Write out each line exactly as given. Leave the pictures out of your copy.
■ ■ ■
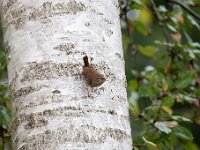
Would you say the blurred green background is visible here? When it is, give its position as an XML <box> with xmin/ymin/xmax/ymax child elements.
<box><xmin>0</xmin><ymin>0</ymin><xmax>200</xmax><ymax>150</ymax></box>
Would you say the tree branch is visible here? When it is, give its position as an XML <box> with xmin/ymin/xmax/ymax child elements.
<box><xmin>168</xmin><ymin>0</ymin><xmax>200</xmax><ymax>20</ymax></box>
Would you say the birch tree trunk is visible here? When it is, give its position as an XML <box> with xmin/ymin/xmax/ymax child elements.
<box><xmin>2</xmin><ymin>0</ymin><xmax>132</xmax><ymax>150</ymax></box>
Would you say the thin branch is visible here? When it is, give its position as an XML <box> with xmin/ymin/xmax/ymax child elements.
<box><xmin>168</xmin><ymin>0</ymin><xmax>200</xmax><ymax>20</ymax></box>
<box><xmin>149</xmin><ymin>0</ymin><xmax>170</xmax><ymax>51</ymax></box>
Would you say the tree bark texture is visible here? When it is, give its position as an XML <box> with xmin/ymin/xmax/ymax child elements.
<box><xmin>2</xmin><ymin>0</ymin><xmax>132</xmax><ymax>150</ymax></box>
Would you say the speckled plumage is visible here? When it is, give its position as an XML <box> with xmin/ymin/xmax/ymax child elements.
<box><xmin>83</xmin><ymin>56</ymin><xmax>106</xmax><ymax>87</ymax></box>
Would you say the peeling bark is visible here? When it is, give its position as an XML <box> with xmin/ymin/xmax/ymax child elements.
<box><xmin>2</xmin><ymin>0</ymin><xmax>132</xmax><ymax>150</ymax></box>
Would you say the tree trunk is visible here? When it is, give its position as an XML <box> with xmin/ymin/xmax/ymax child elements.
<box><xmin>2</xmin><ymin>0</ymin><xmax>132</xmax><ymax>150</ymax></box>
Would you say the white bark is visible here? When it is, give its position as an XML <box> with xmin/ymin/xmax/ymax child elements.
<box><xmin>2</xmin><ymin>0</ymin><xmax>132</xmax><ymax>150</ymax></box>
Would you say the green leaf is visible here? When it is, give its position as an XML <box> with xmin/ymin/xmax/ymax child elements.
<box><xmin>167</xmin><ymin>24</ymin><xmax>177</xmax><ymax>32</ymax></box>
<box><xmin>139</xmin><ymin>83</ymin><xmax>161</xmax><ymax>98</ymax></box>
<box><xmin>137</xmin><ymin>45</ymin><xmax>158</xmax><ymax>57</ymax></box>
<box><xmin>154</xmin><ymin>121</ymin><xmax>172</xmax><ymax>134</ymax></box>
<box><xmin>142</xmin><ymin>137</ymin><xmax>157</xmax><ymax>150</ymax></box>
<box><xmin>174</xmin><ymin>126</ymin><xmax>193</xmax><ymax>140</ymax></box>
<box><xmin>178</xmin><ymin>94</ymin><xmax>196</xmax><ymax>103</ymax></box>
<box><xmin>162</xmin><ymin>96</ymin><xmax>175</xmax><ymax>107</ymax></box>
<box><xmin>128</xmin><ymin>80</ymin><xmax>138</xmax><ymax>90</ymax></box>
<box><xmin>175</xmin><ymin>71</ymin><xmax>195</xmax><ymax>89</ymax></box>
<box><xmin>187</xmin><ymin>15</ymin><xmax>200</xmax><ymax>30</ymax></box>
<box><xmin>171</xmin><ymin>115</ymin><xmax>192</xmax><ymax>122</ymax></box>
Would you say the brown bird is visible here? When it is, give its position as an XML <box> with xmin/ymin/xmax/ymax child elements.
<box><xmin>83</xmin><ymin>56</ymin><xmax>106</xmax><ymax>87</ymax></box>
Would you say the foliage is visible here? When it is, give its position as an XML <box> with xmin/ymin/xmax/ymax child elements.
<box><xmin>0</xmin><ymin>23</ymin><xmax>11</xmax><ymax>150</ymax></box>
<box><xmin>120</xmin><ymin>0</ymin><xmax>200</xmax><ymax>150</ymax></box>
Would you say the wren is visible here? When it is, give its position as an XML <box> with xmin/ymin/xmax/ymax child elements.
<box><xmin>83</xmin><ymin>56</ymin><xmax>106</xmax><ymax>87</ymax></box>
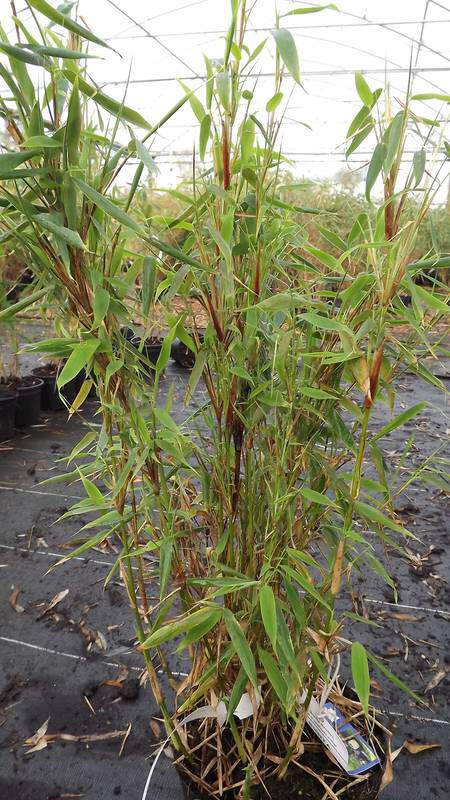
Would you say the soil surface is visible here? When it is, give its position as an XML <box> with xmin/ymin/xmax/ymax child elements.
<box><xmin>0</xmin><ymin>326</ymin><xmax>450</xmax><ymax>800</ymax></box>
■ ■ ■
> RESULT:
Would you say the blurred green background is visible here? When it is, give its position as an XML <box> with xmin/ymin/xmax/ymax child elements.
<box><xmin>0</xmin><ymin>0</ymin><xmax>200</xmax><ymax>150</ymax></box>
Would you say the tree branch is visible here? When it is, give its position as an XML <box> with xmin/ymin/xmax/ymax child elements.
<box><xmin>168</xmin><ymin>0</ymin><xmax>200</xmax><ymax>20</ymax></box>
Would you say the birch tree trunk is visible here? When it is, give its position as an XML <box> with xmin/ymin/xmax/ymax child elements.
<box><xmin>2</xmin><ymin>0</ymin><xmax>132</xmax><ymax>150</ymax></box>
Would you say the thin branch is visible here? When it is, give its position as an XML <box> with xmin/ymin/xmax/ymax child elements.
<box><xmin>168</xmin><ymin>0</ymin><xmax>200</xmax><ymax>20</ymax></box>
<box><xmin>149</xmin><ymin>0</ymin><xmax>170</xmax><ymax>51</ymax></box>
Would you say the tree bark texture is visible here? When it is, give its position as an XML <box> with xmin/ymin/xmax/ymax child elements.
<box><xmin>2</xmin><ymin>0</ymin><xmax>132</xmax><ymax>150</ymax></box>
Would you say the speckled plumage is visible here? When it is, give its position as an XML <box> with xmin/ymin/xmax/ymax child elements.
<box><xmin>83</xmin><ymin>56</ymin><xmax>106</xmax><ymax>87</ymax></box>
Would you say the peeling bark is visible here? When it is, give its position as an XML <box> with xmin/ymin/xmax/ymax child elements.
<box><xmin>2</xmin><ymin>0</ymin><xmax>132</xmax><ymax>150</ymax></box>
Would you say the tree trunk is visible here? When it is, give its position as an XML <box> with xmin/ymin/xmax/ymax child elements.
<box><xmin>2</xmin><ymin>0</ymin><xmax>132</xmax><ymax>150</ymax></box>
Would you say the white bark is visible here? When it is, give its position as an XML <box> with xmin/ymin/xmax/ymax child elements.
<box><xmin>2</xmin><ymin>0</ymin><xmax>132</xmax><ymax>150</ymax></box>
Would you say the green leaf is visible here? When it is, give its position as an XML <box> with xmin/ymin/xmax/ymax child elements.
<box><xmin>167</xmin><ymin>24</ymin><xmax>177</xmax><ymax>32</ymax></box>
<box><xmin>139</xmin><ymin>83</ymin><xmax>161</xmax><ymax>98</ymax></box>
<box><xmin>137</xmin><ymin>45</ymin><xmax>158</xmax><ymax>57</ymax></box>
<box><xmin>154</xmin><ymin>121</ymin><xmax>172</xmax><ymax>134</ymax></box>
<box><xmin>142</xmin><ymin>137</ymin><xmax>157</xmax><ymax>150</ymax></box>
<box><xmin>174</xmin><ymin>126</ymin><xmax>193</xmax><ymax>140</ymax></box>
<box><xmin>178</xmin><ymin>94</ymin><xmax>196</xmax><ymax>103</ymax></box>
<box><xmin>162</xmin><ymin>96</ymin><xmax>175</xmax><ymax>107</ymax></box>
<box><xmin>128</xmin><ymin>80</ymin><xmax>138</xmax><ymax>90</ymax></box>
<box><xmin>175</xmin><ymin>71</ymin><xmax>195</xmax><ymax>89</ymax></box>
<box><xmin>187</xmin><ymin>15</ymin><xmax>200</xmax><ymax>30</ymax></box>
<box><xmin>171</xmin><ymin>115</ymin><xmax>192</xmax><ymax>122</ymax></box>
Would you say the brown bird is visible here? When it is, give its position as an XML <box> with xmin/ymin/xmax/ymax child elements.
<box><xmin>83</xmin><ymin>56</ymin><xmax>106</xmax><ymax>87</ymax></box>
Would you say the foliage is visible here? When it is, give its position as an XML <box> with xmin/ymin/xmax/ymax child elements.
<box><xmin>0</xmin><ymin>23</ymin><xmax>11</xmax><ymax>150</ymax></box>
<box><xmin>120</xmin><ymin>0</ymin><xmax>200</xmax><ymax>150</ymax></box>
Would you say the wren is visible here? When it is, give its position as an XML <box> with xmin/ymin/xmax/ymax child elements.
<box><xmin>83</xmin><ymin>56</ymin><xmax>106</xmax><ymax>87</ymax></box>
Would you say the soil surface is visible here? When it is, give its position as an XML <box> with xmin/ymin/xmax/ymax child elements.
<box><xmin>0</xmin><ymin>326</ymin><xmax>450</xmax><ymax>800</ymax></box>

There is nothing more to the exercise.